*** Opening Provided records ***
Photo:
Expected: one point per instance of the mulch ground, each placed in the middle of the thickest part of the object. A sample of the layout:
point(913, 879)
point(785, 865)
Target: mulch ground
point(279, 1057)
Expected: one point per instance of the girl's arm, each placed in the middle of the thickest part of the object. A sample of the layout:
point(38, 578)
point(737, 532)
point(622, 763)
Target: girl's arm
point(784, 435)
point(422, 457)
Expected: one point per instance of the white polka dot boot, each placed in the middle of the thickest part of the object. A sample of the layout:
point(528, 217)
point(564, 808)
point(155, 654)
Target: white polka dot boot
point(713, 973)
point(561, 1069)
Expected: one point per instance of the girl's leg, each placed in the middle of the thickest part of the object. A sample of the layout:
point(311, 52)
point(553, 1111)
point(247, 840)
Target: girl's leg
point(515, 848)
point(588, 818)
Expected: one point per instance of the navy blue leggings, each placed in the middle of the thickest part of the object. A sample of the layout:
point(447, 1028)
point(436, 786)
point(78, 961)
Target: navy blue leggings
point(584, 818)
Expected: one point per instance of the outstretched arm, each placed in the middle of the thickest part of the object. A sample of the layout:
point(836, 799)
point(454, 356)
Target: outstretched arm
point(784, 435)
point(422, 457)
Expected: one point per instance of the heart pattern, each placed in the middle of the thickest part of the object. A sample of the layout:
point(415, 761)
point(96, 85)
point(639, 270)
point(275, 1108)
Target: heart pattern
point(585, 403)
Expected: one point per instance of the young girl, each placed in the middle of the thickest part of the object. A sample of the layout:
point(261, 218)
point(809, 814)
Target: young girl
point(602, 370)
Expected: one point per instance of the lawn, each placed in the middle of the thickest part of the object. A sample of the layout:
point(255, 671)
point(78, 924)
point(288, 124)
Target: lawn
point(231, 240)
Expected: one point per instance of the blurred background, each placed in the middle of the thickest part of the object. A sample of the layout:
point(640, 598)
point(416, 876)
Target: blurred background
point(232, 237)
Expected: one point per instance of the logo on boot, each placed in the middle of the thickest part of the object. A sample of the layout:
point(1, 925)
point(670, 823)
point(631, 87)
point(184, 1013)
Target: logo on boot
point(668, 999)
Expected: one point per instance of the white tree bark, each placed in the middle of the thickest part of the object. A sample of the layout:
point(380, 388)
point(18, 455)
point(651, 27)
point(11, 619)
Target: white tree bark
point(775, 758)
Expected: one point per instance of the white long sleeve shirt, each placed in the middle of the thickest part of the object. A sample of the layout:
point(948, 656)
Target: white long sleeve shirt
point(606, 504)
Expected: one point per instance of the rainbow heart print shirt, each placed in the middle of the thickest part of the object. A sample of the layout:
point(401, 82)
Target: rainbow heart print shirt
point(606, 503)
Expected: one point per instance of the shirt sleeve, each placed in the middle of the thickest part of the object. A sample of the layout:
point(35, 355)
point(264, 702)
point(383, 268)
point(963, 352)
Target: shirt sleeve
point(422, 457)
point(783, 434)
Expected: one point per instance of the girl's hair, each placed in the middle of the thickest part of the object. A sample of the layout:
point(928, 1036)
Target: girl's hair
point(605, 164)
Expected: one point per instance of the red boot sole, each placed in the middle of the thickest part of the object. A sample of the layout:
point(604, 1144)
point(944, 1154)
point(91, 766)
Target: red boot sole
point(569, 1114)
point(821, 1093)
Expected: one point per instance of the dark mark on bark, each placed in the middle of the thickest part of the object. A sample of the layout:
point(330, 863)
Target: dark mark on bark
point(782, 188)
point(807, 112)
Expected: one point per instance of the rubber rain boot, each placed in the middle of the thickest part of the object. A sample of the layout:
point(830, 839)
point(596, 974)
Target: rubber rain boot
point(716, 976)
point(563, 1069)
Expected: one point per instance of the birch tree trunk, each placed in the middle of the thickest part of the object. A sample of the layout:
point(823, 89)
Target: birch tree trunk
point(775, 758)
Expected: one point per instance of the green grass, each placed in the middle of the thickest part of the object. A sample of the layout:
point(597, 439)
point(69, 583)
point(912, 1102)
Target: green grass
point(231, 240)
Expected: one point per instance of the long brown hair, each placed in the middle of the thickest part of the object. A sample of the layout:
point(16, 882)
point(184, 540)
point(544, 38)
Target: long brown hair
*** Closing Provided records ***
▶ **Activity**
In the entries above, the lines between the one holding "Expected: one point per instance of the white long" and the one holding "point(928, 1036)", inclusive, are to be printed exactly as written, and those alone.

▶ **Answer**
Expected: one point per instance of the white long sleeve shirt, each placed in the middle of the thickest part of the object. A sample of the layout:
point(948, 656)
Target: white long sleeve shirt
point(606, 504)
Expected: one point per instance of the rainbow heart print shirt, each placed in the middle of the thickest part of the object. A sample of the layout:
point(401, 82)
Target: rainbow heart print shirt
point(606, 503)
Expected: one point per instance of the shirt sleeve, each placed in the middle of the thickest part of the object. A sample of the layout:
point(35, 355)
point(264, 702)
point(383, 268)
point(963, 352)
Target: shirt sleeve
point(422, 457)
point(783, 434)
Expected: one point per instance of the girl's hair, each placed in the middle of the thickest part of the object. A sample of the layout:
point(928, 1036)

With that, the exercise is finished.